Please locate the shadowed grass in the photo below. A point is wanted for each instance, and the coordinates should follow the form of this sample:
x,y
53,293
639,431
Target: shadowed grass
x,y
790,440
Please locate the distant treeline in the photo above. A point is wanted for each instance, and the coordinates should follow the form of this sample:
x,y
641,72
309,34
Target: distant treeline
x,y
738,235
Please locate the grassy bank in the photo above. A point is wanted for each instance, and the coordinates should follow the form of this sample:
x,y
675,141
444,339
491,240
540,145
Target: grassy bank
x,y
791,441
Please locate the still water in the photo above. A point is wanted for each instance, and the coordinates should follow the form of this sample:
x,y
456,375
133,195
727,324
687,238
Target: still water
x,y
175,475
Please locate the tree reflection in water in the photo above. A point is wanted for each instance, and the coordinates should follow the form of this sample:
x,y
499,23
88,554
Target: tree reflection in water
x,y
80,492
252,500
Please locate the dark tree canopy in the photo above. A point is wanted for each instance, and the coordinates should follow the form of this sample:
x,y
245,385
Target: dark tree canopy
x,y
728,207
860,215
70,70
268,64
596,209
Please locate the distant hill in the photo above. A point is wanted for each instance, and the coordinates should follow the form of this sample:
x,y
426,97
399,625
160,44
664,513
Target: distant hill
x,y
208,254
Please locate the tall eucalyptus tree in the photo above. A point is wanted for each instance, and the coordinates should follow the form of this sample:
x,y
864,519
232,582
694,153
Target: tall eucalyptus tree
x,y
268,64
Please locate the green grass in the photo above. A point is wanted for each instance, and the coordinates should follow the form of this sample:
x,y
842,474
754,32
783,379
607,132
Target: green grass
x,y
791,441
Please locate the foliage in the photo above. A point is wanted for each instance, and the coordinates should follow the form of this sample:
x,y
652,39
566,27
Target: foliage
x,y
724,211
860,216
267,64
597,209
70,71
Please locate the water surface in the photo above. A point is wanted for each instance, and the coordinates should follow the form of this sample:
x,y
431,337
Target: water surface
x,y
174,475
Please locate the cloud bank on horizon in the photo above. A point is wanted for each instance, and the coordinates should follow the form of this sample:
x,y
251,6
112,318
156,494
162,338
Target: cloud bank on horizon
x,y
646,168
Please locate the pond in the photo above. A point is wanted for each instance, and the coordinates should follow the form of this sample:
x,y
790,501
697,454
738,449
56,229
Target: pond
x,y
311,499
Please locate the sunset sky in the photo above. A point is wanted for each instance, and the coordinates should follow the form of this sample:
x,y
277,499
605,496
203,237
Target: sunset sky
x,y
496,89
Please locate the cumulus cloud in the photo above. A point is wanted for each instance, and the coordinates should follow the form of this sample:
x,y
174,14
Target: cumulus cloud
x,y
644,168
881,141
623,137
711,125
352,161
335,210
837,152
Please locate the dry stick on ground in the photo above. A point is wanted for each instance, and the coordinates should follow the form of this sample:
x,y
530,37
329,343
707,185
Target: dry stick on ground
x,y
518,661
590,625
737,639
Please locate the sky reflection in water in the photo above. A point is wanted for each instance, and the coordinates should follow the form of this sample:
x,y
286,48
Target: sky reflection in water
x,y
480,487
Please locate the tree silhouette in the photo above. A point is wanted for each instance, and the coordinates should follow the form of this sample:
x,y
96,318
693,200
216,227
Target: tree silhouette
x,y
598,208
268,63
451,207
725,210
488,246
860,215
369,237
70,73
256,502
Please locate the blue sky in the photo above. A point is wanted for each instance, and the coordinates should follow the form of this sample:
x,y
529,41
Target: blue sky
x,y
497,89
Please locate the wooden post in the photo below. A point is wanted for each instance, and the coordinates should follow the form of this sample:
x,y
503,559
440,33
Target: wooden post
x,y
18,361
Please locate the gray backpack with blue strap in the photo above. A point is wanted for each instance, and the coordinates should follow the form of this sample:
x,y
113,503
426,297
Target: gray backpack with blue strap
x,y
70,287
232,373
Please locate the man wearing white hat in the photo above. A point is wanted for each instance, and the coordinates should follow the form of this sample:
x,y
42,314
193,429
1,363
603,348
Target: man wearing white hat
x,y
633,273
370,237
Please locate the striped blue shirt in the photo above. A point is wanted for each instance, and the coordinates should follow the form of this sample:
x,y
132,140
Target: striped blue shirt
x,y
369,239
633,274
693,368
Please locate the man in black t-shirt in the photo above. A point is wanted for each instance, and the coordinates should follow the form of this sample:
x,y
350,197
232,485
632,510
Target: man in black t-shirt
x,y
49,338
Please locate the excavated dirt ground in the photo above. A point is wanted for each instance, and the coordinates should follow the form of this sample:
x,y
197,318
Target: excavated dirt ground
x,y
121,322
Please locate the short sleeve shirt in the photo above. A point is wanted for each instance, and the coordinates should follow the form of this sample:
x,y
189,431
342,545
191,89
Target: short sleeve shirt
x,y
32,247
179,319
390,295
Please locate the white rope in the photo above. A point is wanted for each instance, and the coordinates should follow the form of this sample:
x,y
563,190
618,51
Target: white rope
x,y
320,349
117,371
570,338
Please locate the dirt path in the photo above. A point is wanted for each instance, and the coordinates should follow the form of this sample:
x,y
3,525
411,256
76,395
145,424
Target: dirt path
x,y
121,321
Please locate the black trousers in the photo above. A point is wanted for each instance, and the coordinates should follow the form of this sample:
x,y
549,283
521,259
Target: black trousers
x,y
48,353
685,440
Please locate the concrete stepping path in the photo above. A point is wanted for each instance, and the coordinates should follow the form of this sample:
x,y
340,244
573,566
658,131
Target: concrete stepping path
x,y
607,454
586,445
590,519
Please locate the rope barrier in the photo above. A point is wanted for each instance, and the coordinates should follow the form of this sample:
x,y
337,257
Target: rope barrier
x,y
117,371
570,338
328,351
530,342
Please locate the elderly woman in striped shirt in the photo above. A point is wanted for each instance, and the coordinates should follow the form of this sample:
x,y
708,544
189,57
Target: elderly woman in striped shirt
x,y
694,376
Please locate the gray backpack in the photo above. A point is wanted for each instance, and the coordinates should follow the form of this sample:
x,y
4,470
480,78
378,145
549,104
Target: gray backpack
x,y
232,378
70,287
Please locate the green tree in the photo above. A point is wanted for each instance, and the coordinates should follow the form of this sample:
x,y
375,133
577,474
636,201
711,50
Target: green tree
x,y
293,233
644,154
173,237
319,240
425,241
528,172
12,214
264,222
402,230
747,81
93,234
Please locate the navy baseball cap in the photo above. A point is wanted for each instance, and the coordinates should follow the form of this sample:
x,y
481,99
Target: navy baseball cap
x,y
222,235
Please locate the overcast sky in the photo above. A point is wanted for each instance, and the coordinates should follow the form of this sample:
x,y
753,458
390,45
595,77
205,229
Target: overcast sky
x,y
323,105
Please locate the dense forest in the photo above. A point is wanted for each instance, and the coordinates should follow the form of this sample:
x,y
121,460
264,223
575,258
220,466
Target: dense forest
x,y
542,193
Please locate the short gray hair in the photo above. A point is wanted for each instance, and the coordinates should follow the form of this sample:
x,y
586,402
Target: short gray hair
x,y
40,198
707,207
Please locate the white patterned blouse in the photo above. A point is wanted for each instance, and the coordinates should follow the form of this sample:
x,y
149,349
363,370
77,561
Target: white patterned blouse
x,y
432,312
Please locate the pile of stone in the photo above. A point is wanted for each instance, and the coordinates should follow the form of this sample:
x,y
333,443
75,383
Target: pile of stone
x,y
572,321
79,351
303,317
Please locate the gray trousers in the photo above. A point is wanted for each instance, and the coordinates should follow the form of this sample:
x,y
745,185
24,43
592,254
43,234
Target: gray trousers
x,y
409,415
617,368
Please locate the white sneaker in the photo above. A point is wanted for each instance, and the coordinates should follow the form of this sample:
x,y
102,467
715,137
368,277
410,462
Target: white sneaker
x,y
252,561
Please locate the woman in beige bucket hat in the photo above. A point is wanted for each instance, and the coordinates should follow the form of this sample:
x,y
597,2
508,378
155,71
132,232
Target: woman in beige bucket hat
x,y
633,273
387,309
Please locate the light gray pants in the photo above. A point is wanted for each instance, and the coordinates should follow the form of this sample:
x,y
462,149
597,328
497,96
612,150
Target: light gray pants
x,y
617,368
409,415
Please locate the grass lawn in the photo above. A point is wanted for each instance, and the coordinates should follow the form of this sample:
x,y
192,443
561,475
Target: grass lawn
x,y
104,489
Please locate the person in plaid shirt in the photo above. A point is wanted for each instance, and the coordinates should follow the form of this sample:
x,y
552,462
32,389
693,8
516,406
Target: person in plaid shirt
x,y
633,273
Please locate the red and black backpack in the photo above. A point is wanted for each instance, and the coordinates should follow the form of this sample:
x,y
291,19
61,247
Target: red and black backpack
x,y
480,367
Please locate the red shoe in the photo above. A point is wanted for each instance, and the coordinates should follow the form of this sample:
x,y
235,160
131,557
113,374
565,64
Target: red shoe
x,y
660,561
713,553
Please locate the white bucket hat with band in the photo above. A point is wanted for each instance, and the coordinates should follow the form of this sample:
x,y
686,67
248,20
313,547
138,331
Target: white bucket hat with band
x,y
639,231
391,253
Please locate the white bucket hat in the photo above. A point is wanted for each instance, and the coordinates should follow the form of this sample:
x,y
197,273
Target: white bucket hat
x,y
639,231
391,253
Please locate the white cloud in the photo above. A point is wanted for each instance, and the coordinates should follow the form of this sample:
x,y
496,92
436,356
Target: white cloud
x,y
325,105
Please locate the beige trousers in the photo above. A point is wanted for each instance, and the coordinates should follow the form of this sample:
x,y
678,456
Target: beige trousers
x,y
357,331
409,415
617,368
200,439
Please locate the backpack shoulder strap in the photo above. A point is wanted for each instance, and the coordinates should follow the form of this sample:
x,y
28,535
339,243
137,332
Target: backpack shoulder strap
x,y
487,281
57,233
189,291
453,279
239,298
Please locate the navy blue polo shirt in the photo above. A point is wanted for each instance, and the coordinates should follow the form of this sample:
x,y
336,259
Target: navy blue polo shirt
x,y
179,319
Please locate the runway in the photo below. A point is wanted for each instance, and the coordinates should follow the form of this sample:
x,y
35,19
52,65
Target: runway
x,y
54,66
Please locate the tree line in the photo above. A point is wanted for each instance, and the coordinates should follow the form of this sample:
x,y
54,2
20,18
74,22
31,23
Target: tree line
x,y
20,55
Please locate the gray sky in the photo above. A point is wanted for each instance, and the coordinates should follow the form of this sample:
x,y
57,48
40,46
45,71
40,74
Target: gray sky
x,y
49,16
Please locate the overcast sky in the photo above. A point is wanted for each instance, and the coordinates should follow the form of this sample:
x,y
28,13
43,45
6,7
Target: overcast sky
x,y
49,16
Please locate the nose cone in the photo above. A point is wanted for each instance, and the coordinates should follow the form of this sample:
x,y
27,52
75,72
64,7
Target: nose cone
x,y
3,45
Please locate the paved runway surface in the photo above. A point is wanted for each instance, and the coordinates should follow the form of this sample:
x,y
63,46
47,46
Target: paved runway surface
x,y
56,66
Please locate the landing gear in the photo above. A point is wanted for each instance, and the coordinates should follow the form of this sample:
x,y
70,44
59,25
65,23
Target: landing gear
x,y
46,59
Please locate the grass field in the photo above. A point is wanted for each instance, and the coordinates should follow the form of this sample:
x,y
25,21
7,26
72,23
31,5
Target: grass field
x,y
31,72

# # #

Note how many lines above hold "below" and give that figure alone.

◆ **Result**:
3